** Start of TEXT TO READ **

In comparison to Guadalajara, Guanajuato is a pure jewel. It is like being in Europe: truly enchanting. The streets are made of the giant stones, as are the castle-like buildings. There are old churches that line the cityscape, and the streets are all very narrow. They wind this way and that in romantic arcs. When you go up to the top of the city, all the buildings look like they are stacked one on top of the other. To add to the cuteness and quaintness of these buildings stacked one on top of the other, they are multicolored: pink, orange, green, blue, white, and purple. It really doesn't seem real, and for those of us enthralled by color, it really looks like a dream town, painted for the pleasure of our muse.

Tacos tacos tacos. The five of us that trekked to Guanajuato together could not get enough of them. Eating tacos was our main activity. They were always cooking meat at our place, a hallway shaped restaurant a few doors down from our hostel. Lured in by the meat on the turning spit, with its juices dripping onto the stove. Then there was the platter of eight salsas and sauces they would bring out: pineapples, chipotle sauce, picante salsa, mild salsa, chopped tomatoes, onions, cilantro, the list goes on. We must have eaten there five times during the two days we were there.

** End of TEXT TO READ **

■ **PROBLEM DETAILS**:
According to the passage about Guanajuato, what colors are the buildings stacked one on top of the other?

** Start of SUPPLIED DATA **

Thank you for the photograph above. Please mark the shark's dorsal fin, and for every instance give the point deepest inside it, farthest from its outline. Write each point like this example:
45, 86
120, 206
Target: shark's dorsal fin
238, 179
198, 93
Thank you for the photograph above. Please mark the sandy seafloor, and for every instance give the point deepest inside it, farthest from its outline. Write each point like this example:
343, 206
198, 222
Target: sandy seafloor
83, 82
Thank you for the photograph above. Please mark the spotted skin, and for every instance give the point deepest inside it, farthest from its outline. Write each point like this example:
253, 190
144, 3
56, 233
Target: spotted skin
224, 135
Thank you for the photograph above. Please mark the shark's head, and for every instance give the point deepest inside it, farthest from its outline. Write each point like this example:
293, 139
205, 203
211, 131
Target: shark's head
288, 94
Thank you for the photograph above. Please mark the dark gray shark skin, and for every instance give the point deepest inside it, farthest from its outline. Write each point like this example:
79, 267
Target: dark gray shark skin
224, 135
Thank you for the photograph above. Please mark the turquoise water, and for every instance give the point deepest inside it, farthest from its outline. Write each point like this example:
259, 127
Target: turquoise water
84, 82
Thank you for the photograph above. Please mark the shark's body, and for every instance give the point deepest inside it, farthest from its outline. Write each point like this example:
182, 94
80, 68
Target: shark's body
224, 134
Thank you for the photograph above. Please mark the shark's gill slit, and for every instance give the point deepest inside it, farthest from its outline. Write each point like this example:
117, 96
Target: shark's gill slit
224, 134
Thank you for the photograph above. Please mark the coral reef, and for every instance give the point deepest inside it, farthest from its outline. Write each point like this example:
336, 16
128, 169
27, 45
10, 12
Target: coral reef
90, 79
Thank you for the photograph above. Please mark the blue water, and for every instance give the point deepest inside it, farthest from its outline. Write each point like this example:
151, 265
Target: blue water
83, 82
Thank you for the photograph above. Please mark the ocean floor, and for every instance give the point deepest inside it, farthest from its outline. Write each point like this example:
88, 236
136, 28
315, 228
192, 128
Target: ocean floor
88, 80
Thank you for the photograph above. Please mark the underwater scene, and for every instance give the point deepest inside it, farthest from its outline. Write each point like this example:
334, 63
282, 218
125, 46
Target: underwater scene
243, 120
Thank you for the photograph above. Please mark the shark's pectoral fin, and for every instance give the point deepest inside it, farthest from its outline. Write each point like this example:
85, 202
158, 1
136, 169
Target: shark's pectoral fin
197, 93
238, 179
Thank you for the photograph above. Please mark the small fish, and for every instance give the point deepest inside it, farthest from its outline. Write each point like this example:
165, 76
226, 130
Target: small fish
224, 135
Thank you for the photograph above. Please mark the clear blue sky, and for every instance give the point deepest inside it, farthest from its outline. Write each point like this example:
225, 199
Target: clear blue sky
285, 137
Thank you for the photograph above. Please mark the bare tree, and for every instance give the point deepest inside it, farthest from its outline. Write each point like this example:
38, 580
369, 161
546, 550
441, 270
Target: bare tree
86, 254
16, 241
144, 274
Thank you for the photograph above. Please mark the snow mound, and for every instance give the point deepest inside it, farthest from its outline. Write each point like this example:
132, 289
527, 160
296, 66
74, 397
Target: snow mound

** End of SUPPLIED DATA **

■ **EXERCISE RESPONSE**:
They are pink, orange, green, blue, white, and purple.